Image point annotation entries
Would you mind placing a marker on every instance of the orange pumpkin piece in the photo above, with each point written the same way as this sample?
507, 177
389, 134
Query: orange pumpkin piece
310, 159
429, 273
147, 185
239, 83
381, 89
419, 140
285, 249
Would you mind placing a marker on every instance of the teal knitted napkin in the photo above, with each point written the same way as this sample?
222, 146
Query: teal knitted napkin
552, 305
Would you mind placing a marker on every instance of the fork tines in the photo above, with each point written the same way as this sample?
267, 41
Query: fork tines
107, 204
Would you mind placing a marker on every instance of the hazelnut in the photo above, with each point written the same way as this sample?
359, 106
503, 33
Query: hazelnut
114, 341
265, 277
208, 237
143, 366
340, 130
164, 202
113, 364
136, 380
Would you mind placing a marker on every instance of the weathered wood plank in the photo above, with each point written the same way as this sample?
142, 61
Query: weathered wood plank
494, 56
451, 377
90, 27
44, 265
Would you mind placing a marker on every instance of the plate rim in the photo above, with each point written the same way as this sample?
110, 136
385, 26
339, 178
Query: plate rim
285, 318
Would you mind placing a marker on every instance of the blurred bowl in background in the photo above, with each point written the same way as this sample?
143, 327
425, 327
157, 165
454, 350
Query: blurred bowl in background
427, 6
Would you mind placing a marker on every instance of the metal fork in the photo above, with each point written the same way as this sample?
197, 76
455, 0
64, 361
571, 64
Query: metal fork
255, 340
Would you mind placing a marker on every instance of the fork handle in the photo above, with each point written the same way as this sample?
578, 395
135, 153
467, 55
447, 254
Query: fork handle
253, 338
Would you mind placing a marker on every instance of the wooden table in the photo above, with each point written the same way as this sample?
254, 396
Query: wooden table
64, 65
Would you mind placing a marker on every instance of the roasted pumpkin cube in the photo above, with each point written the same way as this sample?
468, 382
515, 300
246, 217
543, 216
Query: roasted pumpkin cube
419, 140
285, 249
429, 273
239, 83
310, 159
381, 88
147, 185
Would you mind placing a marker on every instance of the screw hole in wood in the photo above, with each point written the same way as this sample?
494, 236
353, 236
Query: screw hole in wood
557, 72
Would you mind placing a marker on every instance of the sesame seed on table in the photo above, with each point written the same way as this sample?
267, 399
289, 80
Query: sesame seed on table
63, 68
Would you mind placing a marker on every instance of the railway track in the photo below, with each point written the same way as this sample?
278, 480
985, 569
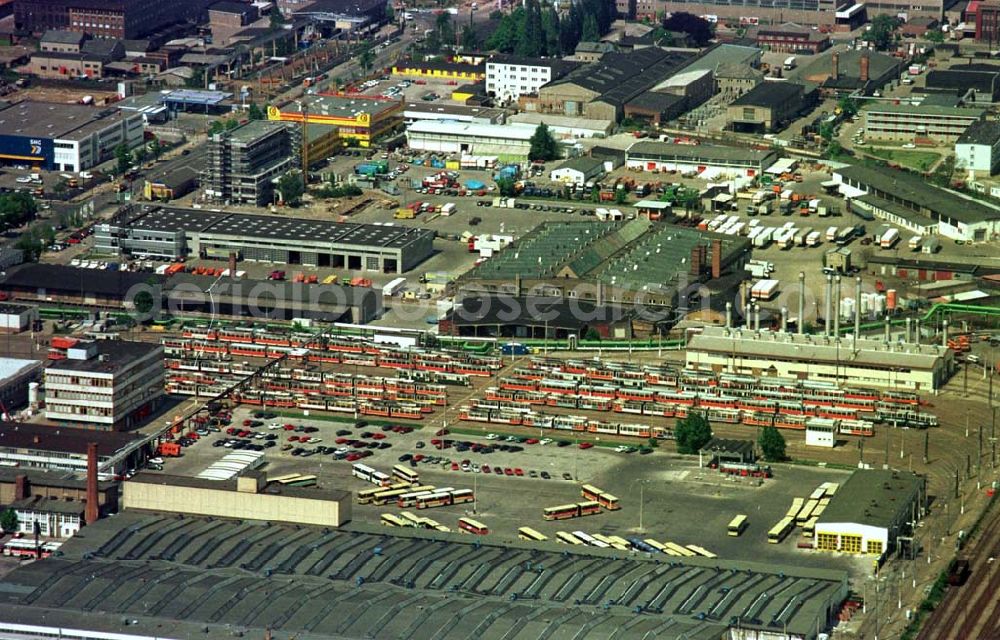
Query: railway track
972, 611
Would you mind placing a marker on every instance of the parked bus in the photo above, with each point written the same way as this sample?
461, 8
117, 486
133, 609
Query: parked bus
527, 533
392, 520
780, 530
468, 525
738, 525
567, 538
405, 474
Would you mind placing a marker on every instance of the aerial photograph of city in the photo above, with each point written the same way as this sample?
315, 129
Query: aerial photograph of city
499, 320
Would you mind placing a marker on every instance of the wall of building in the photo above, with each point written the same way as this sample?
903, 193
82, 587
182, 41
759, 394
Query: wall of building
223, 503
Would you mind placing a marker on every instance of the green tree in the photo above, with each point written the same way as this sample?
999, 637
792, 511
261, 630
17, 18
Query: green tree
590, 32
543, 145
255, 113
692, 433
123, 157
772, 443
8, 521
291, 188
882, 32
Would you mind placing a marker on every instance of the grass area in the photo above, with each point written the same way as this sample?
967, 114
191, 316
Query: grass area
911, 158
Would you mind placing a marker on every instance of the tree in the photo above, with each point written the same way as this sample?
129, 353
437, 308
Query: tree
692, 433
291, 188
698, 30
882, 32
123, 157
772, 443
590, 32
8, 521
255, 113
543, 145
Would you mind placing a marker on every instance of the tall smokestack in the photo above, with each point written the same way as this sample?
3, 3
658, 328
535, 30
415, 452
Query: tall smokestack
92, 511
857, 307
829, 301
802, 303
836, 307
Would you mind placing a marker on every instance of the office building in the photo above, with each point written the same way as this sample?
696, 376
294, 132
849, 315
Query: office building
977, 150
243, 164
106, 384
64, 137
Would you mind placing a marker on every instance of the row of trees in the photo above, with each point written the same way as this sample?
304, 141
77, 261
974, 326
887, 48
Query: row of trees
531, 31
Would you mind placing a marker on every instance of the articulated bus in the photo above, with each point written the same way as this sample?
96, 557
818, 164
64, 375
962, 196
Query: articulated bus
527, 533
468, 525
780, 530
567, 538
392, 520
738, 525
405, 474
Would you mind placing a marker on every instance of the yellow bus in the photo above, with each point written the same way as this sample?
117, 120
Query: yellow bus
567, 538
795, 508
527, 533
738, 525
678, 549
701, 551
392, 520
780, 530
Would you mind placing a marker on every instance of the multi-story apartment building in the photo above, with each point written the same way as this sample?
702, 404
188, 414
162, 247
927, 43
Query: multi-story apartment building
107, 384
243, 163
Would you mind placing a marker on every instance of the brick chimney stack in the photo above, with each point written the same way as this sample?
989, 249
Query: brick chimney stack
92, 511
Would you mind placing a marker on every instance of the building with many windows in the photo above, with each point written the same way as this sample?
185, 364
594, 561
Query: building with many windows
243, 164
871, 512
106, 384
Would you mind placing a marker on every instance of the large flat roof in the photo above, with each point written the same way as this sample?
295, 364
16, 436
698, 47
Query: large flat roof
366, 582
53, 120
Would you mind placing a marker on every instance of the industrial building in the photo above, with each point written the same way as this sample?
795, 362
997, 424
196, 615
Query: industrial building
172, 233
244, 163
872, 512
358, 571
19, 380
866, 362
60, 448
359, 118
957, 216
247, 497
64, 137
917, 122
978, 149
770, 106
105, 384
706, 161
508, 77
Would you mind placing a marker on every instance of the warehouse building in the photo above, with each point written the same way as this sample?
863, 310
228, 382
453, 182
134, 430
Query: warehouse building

**YOUR INSTRUCTIONS**
Word for word, quote the lines from the line containing "of the multi-story" through the end of the material, both included, and nothing else.

**FINAL RESULT**
Would you mind placing a marker on every instance of the multi-story apartment building in the photo above, with each point written the same way as this sample?
702, 404
188, 414
162, 247
927, 43
Query: multi-story apartment building
107, 384
243, 163
Would you mind placing a marker on every instance of the brick chimney stack in the photo above, with each point written the same way as this sample?
989, 249
Query: brick chimney stack
92, 511
Would you mind placing a marker on every instance of the building with many windows in the photo above, with each point written the same way as this sample?
185, 364
594, 561
Query: building with many windows
243, 164
871, 512
106, 384
Would you mind placing a marker on every instance of the large flat roof in the photo above, with each point written the same way as this sample?
295, 364
16, 436
698, 47
Query: large flat roof
366, 582
53, 120
Would you mind placing a marker on every instance of the industrial building in the photo above, with each point written the same way as this sample?
795, 362
997, 424
196, 615
Query: industrial building
172, 233
244, 163
872, 512
358, 571
19, 380
866, 362
60, 448
359, 118
957, 216
247, 497
64, 137
917, 122
978, 149
770, 106
105, 384
706, 161
508, 77
Would you mind placing a marker on every instance of the warehouse building in the photo above, with each point written the same way as this sample?
863, 310
228, 382
453, 182
134, 430
Query: warehouse building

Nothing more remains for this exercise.